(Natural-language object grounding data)
..............................

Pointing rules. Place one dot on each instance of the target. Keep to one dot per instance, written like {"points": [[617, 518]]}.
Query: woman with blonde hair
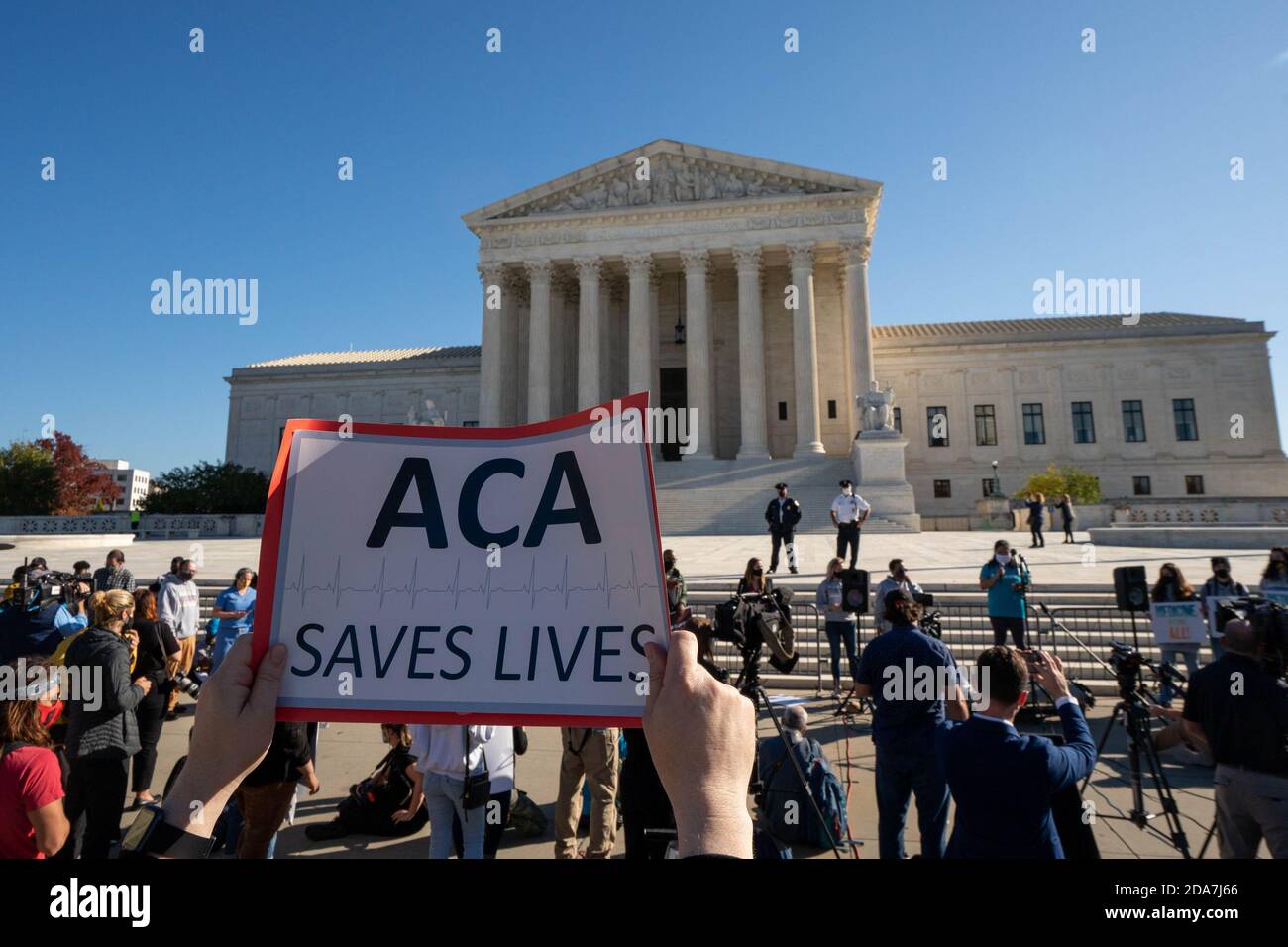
{"points": [[102, 729]]}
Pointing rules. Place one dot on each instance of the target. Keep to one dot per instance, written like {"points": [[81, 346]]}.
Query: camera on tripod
{"points": [[1269, 622]]}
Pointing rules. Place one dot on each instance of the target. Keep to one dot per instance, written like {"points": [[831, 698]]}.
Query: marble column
{"points": [[854, 268], [588, 331], [539, 341], [492, 343], [697, 351], [805, 351], [751, 356], [639, 339]]}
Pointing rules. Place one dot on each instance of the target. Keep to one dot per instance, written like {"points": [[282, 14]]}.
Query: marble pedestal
{"points": [[879, 476]]}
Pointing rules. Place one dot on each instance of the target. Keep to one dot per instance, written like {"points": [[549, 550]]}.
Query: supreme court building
{"points": [[738, 287]]}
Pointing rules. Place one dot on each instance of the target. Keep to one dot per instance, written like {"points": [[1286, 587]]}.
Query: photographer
{"points": [[1241, 710], [1003, 781], [840, 624], [905, 722], [1006, 579], [102, 729], [897, 579]]}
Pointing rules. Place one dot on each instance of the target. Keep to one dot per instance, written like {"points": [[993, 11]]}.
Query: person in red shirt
{"points": [[33, 823]]}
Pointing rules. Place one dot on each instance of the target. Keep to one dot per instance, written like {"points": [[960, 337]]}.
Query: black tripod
{"points": [[748, 685], [1132, 711]]}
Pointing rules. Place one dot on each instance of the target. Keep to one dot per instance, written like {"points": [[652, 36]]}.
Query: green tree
{"points": [[1081, 486], [207, 487], [29, 480]]}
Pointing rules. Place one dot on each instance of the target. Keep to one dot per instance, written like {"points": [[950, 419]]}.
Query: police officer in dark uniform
{"points": [[782, 514]]}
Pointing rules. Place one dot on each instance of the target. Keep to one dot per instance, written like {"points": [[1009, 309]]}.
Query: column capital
{"points": [[747, 260], [539, 270], [490, 273], [696, 262], [639, 265], [855, 253], [802, 254], [588, 266]]}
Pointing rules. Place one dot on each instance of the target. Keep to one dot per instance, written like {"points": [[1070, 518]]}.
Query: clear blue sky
{"points": [[223, 163]]}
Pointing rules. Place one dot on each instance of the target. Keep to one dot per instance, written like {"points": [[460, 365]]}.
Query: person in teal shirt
{"points": [[1005, 578], [233, 608]]}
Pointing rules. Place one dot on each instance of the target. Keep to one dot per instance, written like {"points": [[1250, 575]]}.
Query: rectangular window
{"points": [[936, 425], [986, 425], [1034, 427], [1133, 421], [1186, 423], [1083, 423]]}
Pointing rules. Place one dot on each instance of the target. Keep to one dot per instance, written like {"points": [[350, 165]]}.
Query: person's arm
{"points": [[231, 736], [703, 770], [417, 796], [52, 827], [1077, 758]]}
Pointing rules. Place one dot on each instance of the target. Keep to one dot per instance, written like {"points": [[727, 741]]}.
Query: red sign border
{"points": [[270, 540]]}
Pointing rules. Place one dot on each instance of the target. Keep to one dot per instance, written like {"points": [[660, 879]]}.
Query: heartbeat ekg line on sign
{"points": [[384, 587]]}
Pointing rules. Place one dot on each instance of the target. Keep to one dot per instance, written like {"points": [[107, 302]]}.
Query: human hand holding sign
{"points": [[702, 737], [236, 715]]}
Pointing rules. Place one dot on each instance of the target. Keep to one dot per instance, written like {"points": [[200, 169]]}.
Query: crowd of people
{"points": [[69, 764]]}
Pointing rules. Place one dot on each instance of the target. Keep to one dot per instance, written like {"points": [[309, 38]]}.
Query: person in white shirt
{"points": [[445, 755], [849, 513]]}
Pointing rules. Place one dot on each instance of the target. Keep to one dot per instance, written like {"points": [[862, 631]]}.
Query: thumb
{"points": [[268, 682], [656, 673]]}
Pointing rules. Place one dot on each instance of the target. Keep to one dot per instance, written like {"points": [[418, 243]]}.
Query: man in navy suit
{"points": [[1003, 781]]}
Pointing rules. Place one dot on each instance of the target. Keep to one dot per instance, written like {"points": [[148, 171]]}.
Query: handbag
{"points": [[478, 787]]}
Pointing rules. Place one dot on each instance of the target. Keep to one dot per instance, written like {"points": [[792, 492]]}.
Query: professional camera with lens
{"points": [[1269, 622]]}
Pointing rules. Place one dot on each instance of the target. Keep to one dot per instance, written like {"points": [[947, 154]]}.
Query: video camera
{"points": [[1269, 622]]}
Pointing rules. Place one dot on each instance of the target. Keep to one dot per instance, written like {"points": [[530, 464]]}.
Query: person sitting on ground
{"points": [[1003, 781], [114, 575], [704, 770], [372, 804], [33, 822]]}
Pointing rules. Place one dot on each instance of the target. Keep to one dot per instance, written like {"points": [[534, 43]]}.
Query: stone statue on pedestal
{"points": [[877, 410]]}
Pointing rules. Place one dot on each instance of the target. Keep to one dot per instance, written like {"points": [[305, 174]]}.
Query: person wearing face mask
{"points": [[33, 822], [233, 609], [1005, 578], [1171, 586], [840, 622], [782, 514], [1220, 585], [1275, 577], [102, 728], [179, 605], [849, 513]]}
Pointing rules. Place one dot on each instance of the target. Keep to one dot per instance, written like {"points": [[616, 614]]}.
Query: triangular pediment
{"points": [[669, 172]]}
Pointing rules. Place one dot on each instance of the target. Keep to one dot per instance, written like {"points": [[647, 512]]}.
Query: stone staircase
{"points": [[728, 497]]}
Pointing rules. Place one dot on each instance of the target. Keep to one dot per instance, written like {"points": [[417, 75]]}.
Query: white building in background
{"points": [[605, 283], [134, 483]]}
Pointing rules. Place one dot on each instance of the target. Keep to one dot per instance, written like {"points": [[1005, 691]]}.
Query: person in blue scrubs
{"points": [[235, 611]]}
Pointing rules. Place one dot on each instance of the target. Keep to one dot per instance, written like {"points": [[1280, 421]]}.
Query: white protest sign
{"points": [[449, 575], [1177, 622]]}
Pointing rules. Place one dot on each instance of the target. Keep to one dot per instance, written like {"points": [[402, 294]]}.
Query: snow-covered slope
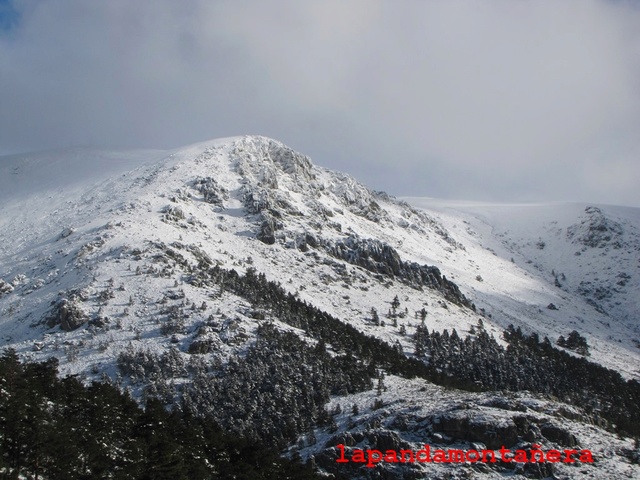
{"points": [[109, 252], [583, 259]]}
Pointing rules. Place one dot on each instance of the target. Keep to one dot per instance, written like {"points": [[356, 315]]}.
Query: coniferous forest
{"points": [[232, 420], [59, 429]]}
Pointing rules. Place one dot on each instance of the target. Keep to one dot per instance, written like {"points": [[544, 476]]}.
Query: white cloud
{"points": [[464, 98]]}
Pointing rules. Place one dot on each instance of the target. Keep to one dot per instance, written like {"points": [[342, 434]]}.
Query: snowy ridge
{"points": [[120, 261]]}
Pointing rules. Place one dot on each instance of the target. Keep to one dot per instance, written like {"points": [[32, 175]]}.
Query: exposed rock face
{"points": [[596, 230], [378, 257], [465, 425], [212, 192], [5, 287], [68, 314]]}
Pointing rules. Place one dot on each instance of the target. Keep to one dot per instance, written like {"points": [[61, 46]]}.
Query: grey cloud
{"points": [[492, 99]]}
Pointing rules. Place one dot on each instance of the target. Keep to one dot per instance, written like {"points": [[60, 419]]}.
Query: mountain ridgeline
{"points": [[230, 301]]}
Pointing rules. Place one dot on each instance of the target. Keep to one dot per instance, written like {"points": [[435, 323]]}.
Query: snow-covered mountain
{"points": [[119, 264]]}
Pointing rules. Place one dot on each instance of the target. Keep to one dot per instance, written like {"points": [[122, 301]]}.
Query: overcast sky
{"points": [[507, 100]]}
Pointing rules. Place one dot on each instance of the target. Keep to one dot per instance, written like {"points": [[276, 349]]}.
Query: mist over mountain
{"points": [[293, 306]]}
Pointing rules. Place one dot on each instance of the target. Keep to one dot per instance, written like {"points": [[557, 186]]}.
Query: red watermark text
{"points": [[437, 455]]}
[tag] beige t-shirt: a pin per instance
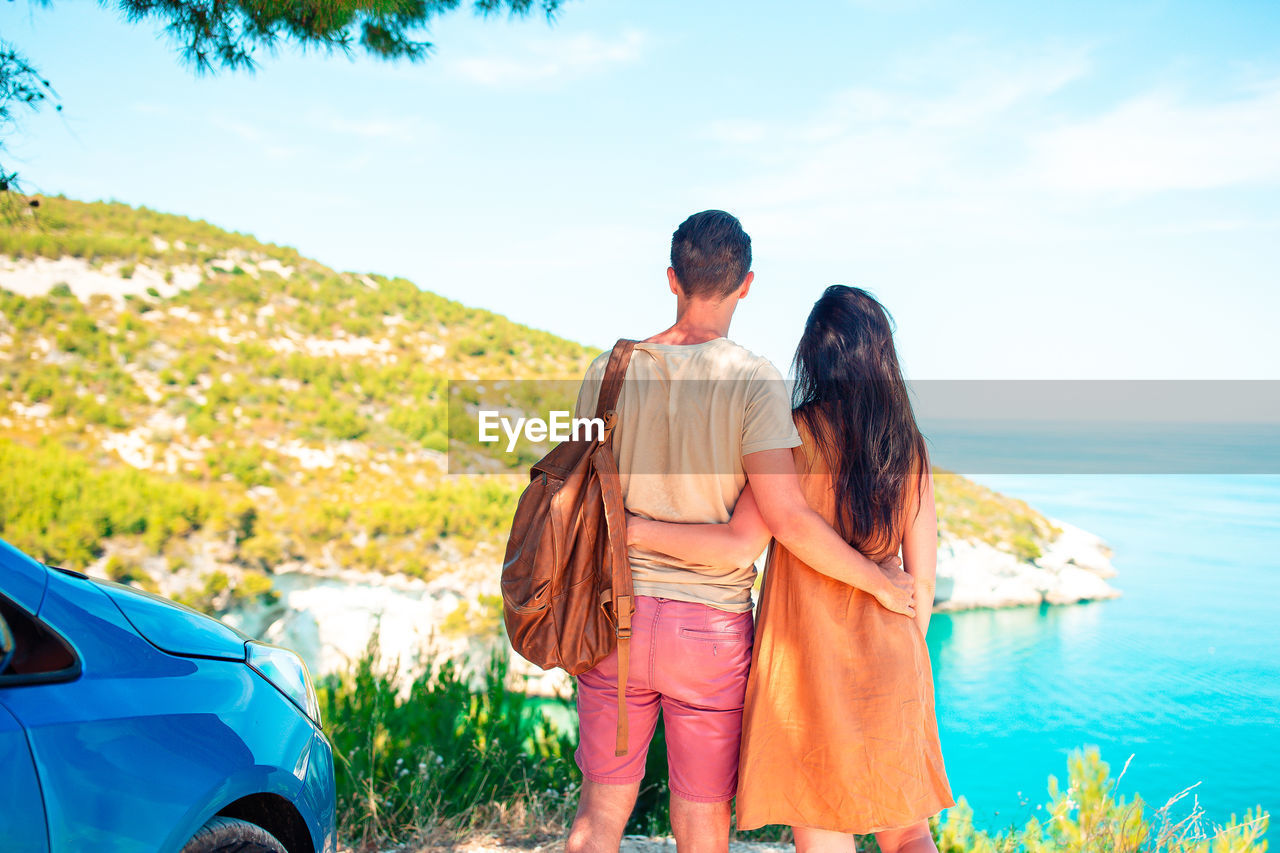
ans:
(686, 416)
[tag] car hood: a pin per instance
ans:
(173, 628)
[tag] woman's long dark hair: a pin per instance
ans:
(850, 396)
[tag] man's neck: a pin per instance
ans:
(698, 322)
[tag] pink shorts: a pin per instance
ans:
(691, 662)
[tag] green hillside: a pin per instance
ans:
(278, 409)
(222, 402)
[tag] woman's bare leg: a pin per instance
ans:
(914, 838)
(810, 840)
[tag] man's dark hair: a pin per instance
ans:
(711, 254)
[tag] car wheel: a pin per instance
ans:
(232, 835)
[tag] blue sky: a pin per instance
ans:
(1082, 190)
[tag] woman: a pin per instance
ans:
(839, 733)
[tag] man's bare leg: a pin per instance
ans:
(699, 828)
(602, 817)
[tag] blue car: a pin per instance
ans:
(129, 723)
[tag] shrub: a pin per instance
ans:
(444, 756)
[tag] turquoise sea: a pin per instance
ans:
(1183, 673)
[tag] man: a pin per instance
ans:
(699, 416)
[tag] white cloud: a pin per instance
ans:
(1159, 141)
(1004, 149)
(552, 58)
(379, 128)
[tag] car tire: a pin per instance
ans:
(232, 835)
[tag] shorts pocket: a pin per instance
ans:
(712, 637)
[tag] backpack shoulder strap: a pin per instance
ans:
(613, 375)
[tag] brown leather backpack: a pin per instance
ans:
(566, 578)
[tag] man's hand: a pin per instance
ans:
(899, 594)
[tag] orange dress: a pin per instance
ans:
(839, 730)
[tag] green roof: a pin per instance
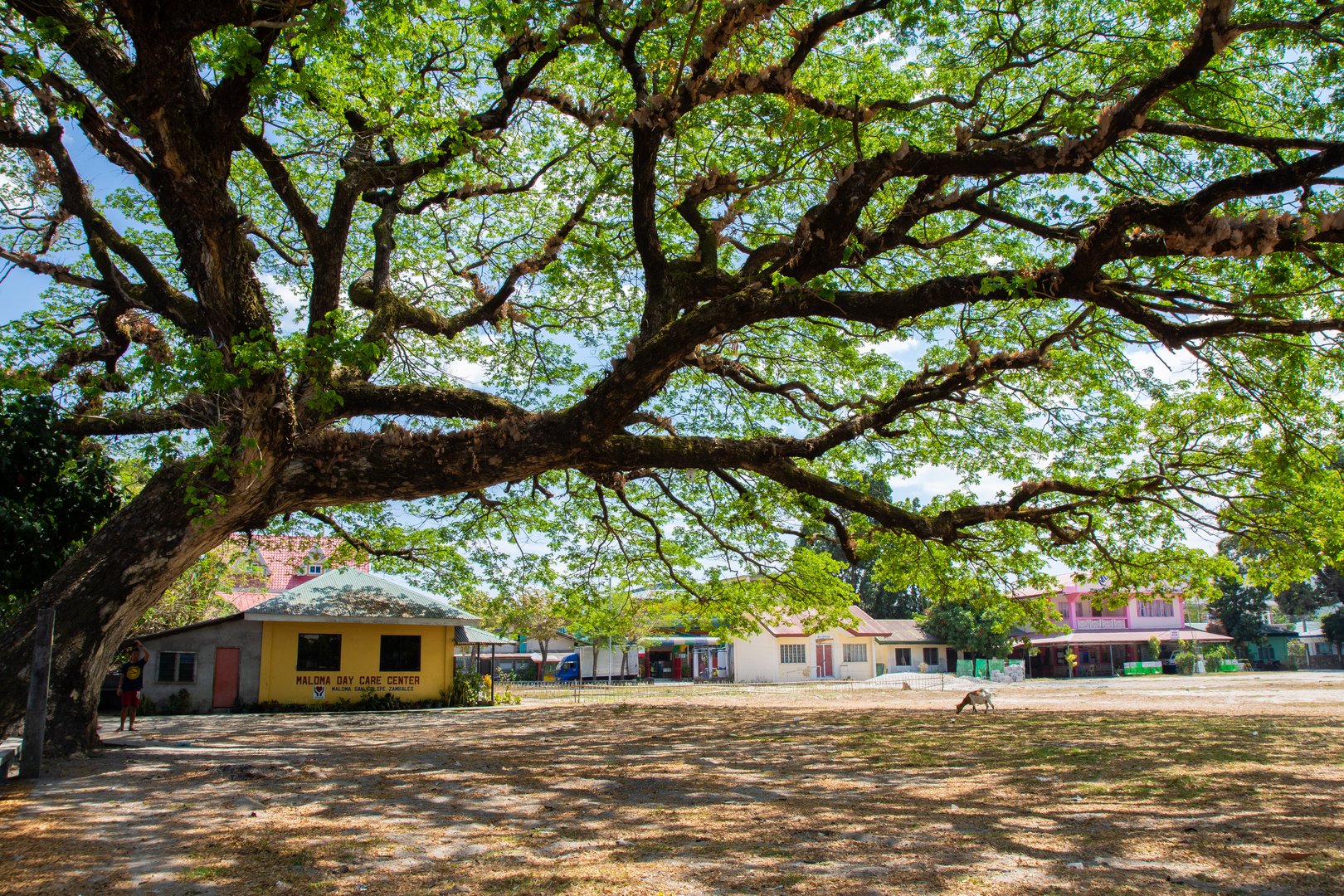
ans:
(470, 635)
(350, 594)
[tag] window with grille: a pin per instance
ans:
(177, 666)
(319, 653)
(399, 653)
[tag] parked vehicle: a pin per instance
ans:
(609, 664)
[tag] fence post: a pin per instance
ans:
(35, 720)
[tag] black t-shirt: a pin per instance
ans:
(134, 674)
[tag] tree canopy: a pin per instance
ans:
(654, 282)
(54, 492)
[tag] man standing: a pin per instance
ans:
(132, 681)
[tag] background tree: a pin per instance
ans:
(663, 280)
(54, 492)
(531, 613)
(195, 597)
(980, 627)
(860, 561)
(1239, 611)
(1332, 626)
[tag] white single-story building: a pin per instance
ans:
(908, 648)
(786, 650)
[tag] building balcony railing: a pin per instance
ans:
(1099, 624)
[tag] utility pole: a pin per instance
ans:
(35, 720)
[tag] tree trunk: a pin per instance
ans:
(99, 596)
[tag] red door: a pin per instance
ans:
(226, 677)
(824, 661)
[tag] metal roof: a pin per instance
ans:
(903, 631)
(351, 594)
(470, 635)
(799, 625)
(1127, 635)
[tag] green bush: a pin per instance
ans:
(470, 689)
(179, 704)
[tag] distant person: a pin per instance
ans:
(130, 684)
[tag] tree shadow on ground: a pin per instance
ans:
(694, 800)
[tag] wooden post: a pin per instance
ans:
(35, 722)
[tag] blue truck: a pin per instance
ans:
(609, 664)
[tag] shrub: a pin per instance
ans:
(179, 704)
(470, 689)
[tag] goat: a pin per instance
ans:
(980, 696)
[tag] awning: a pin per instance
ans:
(1125, 635)
(679, 642)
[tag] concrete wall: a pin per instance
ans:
(889, 657)
(202, 641)
(757, 659)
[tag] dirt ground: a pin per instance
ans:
(1218, 785)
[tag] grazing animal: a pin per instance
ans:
(977, 698)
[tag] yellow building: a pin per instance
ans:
(347, 633)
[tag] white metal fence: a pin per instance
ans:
(621, 691)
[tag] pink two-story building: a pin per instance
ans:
(1107, 638)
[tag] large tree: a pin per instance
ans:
(54, 492)
(661, 277)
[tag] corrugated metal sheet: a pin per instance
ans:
(353, 594)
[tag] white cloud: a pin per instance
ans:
(934, 480)
(1168, 366)
(466, 373)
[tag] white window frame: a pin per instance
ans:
(177, 666)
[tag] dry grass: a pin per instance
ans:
(839, 796)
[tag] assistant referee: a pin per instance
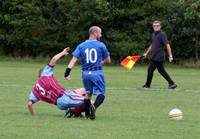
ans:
(158, 42)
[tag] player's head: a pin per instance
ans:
(40, 72)
(156, 25)
(80, 91)
(95, 32)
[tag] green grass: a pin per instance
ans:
(127, 113)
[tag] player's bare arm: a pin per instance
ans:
(69, 67)
(169, 51)
(58, 56)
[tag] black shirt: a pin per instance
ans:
(159, 41)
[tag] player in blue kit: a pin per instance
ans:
(92, 52)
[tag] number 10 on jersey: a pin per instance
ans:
(89, 53)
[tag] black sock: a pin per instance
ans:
(99, 100)
(87, 107)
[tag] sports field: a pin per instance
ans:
(129, 112)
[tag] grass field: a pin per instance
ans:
(128, 112)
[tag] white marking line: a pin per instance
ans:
(124, 88)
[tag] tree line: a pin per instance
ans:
(43, 27)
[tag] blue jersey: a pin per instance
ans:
(92, 52)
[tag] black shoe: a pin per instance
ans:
(68, 113)
(172, 86)
(145, 87)
(92, 112)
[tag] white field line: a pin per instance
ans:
(111, 88)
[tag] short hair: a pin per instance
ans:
(157, 21)
(94, 30)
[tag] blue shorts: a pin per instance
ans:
(69, 100)
(94, 82)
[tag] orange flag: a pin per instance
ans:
(129, 61)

..............................

__EXERCISE REQUIREMENTS__: Return each line of the data that contains the string "player".

__THE COMPLETED TASK__:
[tag] player's head: a pin per instance
[tag] player's bare arm: a pin per instance
[tag] player in blue kit: a pin per instance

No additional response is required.